Extrait fourni:
Chronique

Les 1000 cris

Murmures

Label / Distribution : Vandoeuvre

Voilà près de vingt ans que l’association Emil 13 travaille en Lorraine, tant dans le domaine de la création musicale que de sa diffusion. Grâce à elle, de nombreux musiciens ont pu bénéficier d’un véritable espace de création, par toutes les actions que le collectif a menées dans les domaines touchant à la musique improvisée et au jazz contemporain (festivals, initiatives pédagogiques, concerts, cartes blanches, …), finissant par devenir une véritable référence, symbole de bouillonnement dont le nom est aujourd’hui intimement associé à l’histoire de la musique dans cette région.

Consigne A: D'après la chronique, depuis combien de temps l'association Emil 13 travaille-t-elle en Lorraine ?
Consigne B: Réécrivez de manière plus concise le paragraphe de la chronique qui commence par « Voilà près de vingt ans », en conservant ses faits essentiels.
Consigne C: Poursuivez la chronique sur l'association Emil 13 à partir de sa dernière phrase.
La liste provient d'une source distincte de la chronique.

Données présentées:
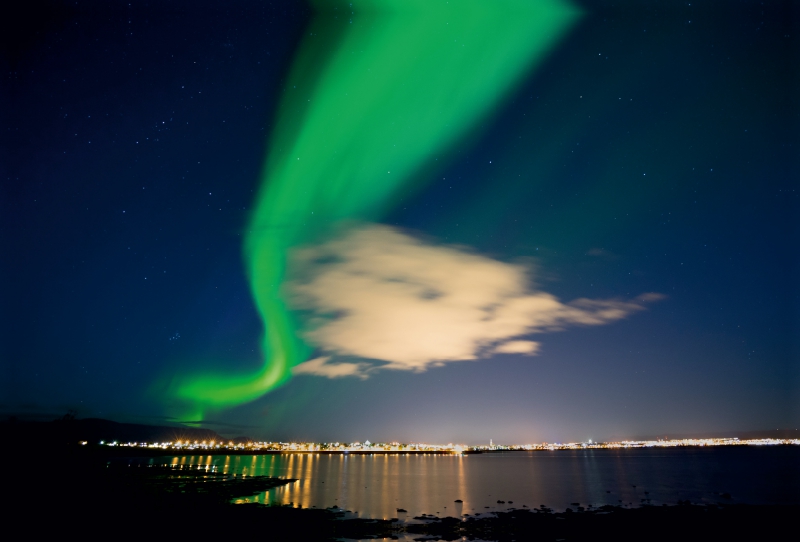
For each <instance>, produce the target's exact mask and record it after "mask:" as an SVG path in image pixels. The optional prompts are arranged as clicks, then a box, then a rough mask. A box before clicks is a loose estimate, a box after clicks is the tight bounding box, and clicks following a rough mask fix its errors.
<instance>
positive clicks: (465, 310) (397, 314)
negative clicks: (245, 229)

Corrigé A: Depuis près de vingt ans.

Corrigé B: Depuis près de vingt ans, l'association Emil 13 œuvre en Lorraine pour la création et la diffusion musicales. Par ses festivals, ses initiatives pédagogiques, ses concerts et ses cartes blanches consacrés à la musique improvisée et au jazz contemporain, elle a offert à de nombreux musiciens un véritable espace de création. Elle est ainsi devenue une référence dont le nom est intimement associé à l'histoire musicale de la région.

Corrigé C:
Depuis toutes ces années, l’idée d’une grande formation hante les esprits de ceux qui animent Emil 13 : on se souvient du Nomadic Ensemble qui s’est produit notamment avec Louis Sclavis et Joëlle Léandre ; un peu plus tard, à l’aube des années 2000, les quinze musiciens du Groupe Emil continuaient l’expérimentation, avec l’appui de Steve Lacy ou Jean-Luc Cappozzo.

Les 1000 Cris sont le prolongement naturel de ce besoin d’aventure et d’exploration que le collectif Emil 13 ne cesse d’exprimer et de matérialiser depuis sa naissance. Créée voici cinq ans environ, cette formation, presque un big band, s’articule autour de ses deux compositeurs, le saxophoniste François Guell et le pianiste-accordéoniste Nicolas Arnoult ; elle met en évidence la forte personnalité de la chanteuse Géraldine Keller, une soprano originaire de Strasbourg dont le vaste répertoire va de la musique ancienne à la création d’œuvres contemporaines [1], et qui sait naviguer avec un réel charisme sur les eaux tumultueuses de musiques tour à tour écrites et improvisées. Une voix-cri, qui chante, déclame, bruit et récite.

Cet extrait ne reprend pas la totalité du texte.